▶ **EXERCISE INSTRUCTIONS**: In the text on the shift to African slavery, edit the stretch that begins with the words containing "Some statistics from" and ends with "it was 10,346.", and write it out again with "Caribbean" changed to "West Indies".

▶ **EXERCISE PASSAGE**:
•••
The failure of indigenous slavery—and, in the case of the British and French, indentured servitude—to fully meet the labor demands of European colonies in specific contexts eventually led to a major shift toward African slaves, however, which either in part or whole or in part came to replace previous forms of slavery and servitude. This transition began around the mid-sixteenth century in the Iberian regions (including Brazil), and roughly between 1650 and 1750 in the British, French, Dutch, Brandenburg, and Swedish colonies. The main reasons had to do with the decimation of indigenous populations through war and disease, and the constant resistance they undertook in the forms of rescue raids and flight in the wilderness. In the case of the British and French, where indentured servants constituted the bulk of plantation workers in the earliest years of plantation agriculture, labor shortages were further compounded by an increasing unwillingness of European laborers to emigrate under the terms of most indentured contracts. In all of these regions, a massive shift occurred to the importation of enslaved Africans, ushering in the epoch of Atlantic slavery and opening the floodgates to a massive Atlantic slave trade. This new “first slavery” was still supplemented on the peripheries by enslavement of indigenous peoples in raids or wars, but the dominant form of Atlantic slavery became that of Africans and their descendants.

Some statistics from the Trans-Atlantic Slave Trade database (www.slavevoyages.org) illustrate this shift. As late as 1584, the number of enslaved Africans purchased in West Africa and bound for the Spanish mainland Americas and Brazil was comfortably less than 1000. By 1600 that number had risen to 20,000 people. By 1700 it was up to 45,000 purchases per year. The same statistic for the Caribbean, where the shift occurred later than in the Iberian-controlled territories, reveals an even greater spike. In 1650 just over 500 Africans were purchased specifically for Caribbean destinations. By 1700 that number was over 22,800; by 1790 some 78,850 Africans were purchased for the Caribbean. In 1655 some 455 Africans were purchased for British mainland North America; in 1698 that number had risen to 1,867; and by 1773 it was 10,346.
•••
▶ **STUDY MATERIAL**:
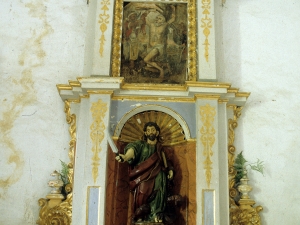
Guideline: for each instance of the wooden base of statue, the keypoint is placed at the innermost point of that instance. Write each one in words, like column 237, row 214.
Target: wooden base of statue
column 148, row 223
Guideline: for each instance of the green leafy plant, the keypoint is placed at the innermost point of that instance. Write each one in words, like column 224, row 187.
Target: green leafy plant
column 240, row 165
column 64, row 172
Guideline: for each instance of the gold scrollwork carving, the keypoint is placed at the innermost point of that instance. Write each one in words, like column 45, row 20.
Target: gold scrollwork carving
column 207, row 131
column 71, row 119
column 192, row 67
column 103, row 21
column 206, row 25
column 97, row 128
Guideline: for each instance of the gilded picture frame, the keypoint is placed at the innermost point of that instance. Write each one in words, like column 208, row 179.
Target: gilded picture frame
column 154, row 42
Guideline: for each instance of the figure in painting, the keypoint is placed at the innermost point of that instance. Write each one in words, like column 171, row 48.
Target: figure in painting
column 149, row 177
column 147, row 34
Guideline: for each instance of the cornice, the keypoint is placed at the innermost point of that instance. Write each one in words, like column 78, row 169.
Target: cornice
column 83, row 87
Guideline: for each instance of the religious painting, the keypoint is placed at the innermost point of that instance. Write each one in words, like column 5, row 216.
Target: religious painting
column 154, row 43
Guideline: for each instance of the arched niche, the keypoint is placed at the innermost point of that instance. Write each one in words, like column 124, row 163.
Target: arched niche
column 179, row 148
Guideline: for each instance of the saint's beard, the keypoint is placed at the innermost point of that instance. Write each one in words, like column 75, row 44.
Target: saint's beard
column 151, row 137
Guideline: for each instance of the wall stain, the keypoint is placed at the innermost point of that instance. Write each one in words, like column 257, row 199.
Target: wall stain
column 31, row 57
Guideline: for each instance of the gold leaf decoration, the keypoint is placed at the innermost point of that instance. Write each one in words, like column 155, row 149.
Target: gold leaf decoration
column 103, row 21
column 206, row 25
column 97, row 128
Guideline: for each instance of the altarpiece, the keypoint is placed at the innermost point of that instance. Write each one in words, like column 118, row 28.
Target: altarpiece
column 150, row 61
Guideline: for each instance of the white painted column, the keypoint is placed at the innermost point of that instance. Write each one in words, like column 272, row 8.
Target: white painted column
•••
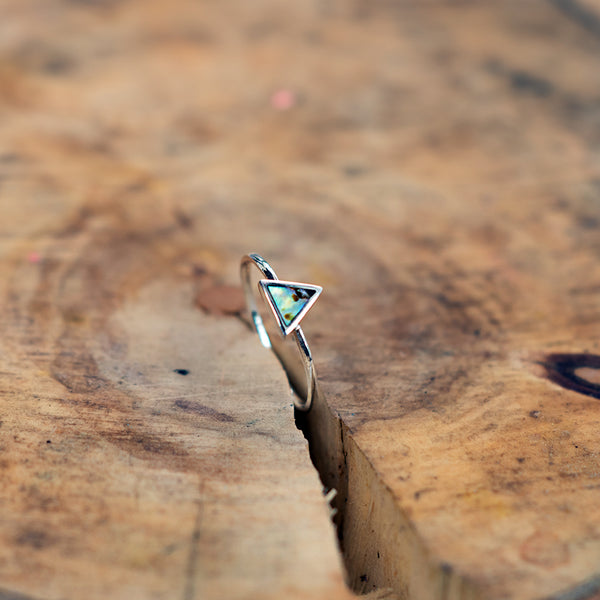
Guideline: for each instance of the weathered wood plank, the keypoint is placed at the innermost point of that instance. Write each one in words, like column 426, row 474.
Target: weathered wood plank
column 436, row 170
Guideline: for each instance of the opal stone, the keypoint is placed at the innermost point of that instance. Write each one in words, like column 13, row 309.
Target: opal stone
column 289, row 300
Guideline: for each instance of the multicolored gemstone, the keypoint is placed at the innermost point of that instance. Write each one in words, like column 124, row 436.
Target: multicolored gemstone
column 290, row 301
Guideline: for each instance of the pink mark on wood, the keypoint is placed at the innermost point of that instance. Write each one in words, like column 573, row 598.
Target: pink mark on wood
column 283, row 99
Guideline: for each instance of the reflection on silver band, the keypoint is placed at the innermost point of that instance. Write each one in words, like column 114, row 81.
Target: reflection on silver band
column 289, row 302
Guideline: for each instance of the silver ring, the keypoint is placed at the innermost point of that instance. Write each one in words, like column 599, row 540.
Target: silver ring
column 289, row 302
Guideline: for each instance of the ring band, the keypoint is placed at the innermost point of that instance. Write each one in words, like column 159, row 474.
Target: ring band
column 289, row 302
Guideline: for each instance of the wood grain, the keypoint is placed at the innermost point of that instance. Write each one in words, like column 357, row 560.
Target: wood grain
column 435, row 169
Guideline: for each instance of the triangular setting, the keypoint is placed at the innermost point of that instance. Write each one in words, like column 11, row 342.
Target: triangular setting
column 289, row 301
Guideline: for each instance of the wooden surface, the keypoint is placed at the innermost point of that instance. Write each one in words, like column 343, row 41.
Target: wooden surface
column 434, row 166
•••
▶ **SOLVED EXERCISE**:
Some statistics from the Trans-Atlantic Slave Trade database (www.slavevoyages.org) illustrate this shift. As late as 1584, the number of enslaved Africans purchased in West Africa and bound for the Spanish mainland Americas and Brazil was comfortably less than 1000. By 1600 that number had risen to 20,000 people. By 1700 it was up to 45,000 purchases per year. The same statistic for the West Indies, where the shift occurred later than in the Iberian-controlled territories, reveals an even greater spike. In 1650 just over 500 Africans were purchased specifically for West Indies destinations. By 1700 that number was over 22,800; by 1790 some 78,850 Africans were purchased for the West Indies. In 1655 some 455 Africans were purchased for British mainland North America; in 1698 that number had risen to 1,867; and by 1773 it was 10,346.